### What is being asked
Find the lines in the listing below that include the word "crucifix", and report how many there are, with nothing more.

### Stored data
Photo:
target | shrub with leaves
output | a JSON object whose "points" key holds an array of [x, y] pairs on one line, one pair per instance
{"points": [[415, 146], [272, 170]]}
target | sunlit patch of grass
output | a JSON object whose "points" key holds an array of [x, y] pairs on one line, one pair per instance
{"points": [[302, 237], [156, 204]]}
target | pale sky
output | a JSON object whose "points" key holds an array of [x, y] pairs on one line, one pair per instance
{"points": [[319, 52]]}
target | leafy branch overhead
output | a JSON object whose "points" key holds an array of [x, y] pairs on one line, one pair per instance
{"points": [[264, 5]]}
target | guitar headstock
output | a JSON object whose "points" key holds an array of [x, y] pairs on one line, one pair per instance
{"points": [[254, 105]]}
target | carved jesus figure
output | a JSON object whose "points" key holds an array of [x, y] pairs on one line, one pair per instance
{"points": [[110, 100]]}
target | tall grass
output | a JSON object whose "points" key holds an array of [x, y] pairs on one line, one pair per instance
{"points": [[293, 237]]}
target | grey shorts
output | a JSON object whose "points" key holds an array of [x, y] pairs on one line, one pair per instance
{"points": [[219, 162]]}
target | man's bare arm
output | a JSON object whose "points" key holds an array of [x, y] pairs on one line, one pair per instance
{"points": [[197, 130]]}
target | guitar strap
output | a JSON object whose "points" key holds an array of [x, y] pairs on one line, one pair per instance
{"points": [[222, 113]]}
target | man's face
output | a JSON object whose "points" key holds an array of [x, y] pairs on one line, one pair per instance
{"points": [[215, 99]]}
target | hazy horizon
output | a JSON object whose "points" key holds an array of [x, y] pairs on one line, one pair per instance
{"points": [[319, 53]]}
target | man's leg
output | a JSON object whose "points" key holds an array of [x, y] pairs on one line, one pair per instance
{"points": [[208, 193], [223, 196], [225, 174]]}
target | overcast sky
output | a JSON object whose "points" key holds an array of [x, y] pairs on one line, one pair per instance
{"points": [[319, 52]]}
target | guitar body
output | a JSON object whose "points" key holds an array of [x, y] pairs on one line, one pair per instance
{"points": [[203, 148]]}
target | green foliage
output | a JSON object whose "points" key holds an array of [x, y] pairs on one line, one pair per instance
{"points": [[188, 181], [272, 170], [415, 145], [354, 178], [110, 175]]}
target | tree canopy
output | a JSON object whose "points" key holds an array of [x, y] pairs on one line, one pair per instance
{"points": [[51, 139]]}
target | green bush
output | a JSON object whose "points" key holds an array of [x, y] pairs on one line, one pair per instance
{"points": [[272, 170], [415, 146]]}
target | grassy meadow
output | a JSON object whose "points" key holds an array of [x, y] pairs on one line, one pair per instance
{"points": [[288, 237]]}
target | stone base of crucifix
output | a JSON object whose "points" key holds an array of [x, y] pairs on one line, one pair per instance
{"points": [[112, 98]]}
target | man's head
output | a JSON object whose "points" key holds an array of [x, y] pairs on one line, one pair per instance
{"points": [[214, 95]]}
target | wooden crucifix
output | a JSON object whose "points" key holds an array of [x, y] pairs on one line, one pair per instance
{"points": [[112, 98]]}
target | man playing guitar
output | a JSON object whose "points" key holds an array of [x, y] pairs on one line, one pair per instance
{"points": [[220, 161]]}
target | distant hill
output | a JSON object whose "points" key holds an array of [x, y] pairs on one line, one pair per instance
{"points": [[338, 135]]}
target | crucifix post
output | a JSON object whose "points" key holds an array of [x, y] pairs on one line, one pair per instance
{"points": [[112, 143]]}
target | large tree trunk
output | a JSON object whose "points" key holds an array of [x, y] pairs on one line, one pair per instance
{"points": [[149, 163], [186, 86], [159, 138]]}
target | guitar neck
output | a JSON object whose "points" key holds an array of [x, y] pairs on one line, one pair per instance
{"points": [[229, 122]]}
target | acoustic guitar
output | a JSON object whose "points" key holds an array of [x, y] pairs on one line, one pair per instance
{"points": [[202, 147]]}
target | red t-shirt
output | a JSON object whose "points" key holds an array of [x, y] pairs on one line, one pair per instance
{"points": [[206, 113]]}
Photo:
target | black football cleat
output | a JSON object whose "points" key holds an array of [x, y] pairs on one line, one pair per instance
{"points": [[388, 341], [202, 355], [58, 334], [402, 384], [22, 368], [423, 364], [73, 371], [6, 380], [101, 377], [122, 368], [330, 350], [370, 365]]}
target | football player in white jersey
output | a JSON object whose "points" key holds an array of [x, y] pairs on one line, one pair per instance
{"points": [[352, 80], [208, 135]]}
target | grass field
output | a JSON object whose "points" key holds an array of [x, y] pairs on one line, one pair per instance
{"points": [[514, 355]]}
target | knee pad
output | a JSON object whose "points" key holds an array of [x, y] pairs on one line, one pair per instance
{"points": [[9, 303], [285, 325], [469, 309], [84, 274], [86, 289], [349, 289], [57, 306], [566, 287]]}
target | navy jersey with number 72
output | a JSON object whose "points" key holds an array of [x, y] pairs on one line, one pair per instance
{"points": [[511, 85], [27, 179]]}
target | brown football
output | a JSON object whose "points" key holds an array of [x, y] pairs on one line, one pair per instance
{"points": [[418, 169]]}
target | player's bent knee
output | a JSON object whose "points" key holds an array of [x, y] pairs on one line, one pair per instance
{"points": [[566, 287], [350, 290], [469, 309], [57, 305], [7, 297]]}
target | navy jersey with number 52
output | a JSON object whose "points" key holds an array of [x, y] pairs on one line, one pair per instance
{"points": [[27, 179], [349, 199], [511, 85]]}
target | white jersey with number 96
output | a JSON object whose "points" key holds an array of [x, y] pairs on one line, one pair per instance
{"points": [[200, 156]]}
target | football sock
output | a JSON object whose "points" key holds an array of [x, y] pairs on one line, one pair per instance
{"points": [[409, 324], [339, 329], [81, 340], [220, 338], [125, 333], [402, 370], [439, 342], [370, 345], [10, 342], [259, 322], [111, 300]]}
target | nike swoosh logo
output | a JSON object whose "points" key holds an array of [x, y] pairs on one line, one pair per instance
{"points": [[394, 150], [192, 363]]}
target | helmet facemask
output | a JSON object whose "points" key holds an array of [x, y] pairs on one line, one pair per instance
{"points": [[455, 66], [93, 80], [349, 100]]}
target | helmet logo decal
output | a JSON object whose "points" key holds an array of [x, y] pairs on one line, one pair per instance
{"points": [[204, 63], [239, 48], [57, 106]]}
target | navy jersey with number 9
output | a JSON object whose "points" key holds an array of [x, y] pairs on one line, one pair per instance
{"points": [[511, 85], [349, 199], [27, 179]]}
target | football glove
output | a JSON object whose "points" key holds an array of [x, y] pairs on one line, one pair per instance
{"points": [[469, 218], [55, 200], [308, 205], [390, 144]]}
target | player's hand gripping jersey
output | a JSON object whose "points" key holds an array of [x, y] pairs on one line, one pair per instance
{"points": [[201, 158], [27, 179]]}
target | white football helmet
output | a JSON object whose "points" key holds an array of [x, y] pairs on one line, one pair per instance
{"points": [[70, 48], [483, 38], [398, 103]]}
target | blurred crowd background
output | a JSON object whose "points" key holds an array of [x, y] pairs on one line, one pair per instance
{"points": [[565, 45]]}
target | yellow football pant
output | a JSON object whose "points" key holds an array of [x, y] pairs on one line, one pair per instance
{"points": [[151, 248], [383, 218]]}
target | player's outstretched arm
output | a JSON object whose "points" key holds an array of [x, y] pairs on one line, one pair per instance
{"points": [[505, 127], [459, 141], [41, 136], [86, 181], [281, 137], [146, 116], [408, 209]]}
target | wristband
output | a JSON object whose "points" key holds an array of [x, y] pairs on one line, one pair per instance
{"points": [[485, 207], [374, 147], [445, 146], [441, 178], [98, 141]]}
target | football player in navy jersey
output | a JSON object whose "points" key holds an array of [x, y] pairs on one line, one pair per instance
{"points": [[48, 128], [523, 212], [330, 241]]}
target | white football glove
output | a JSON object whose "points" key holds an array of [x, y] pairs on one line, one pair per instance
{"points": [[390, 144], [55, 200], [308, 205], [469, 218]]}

### The answer
3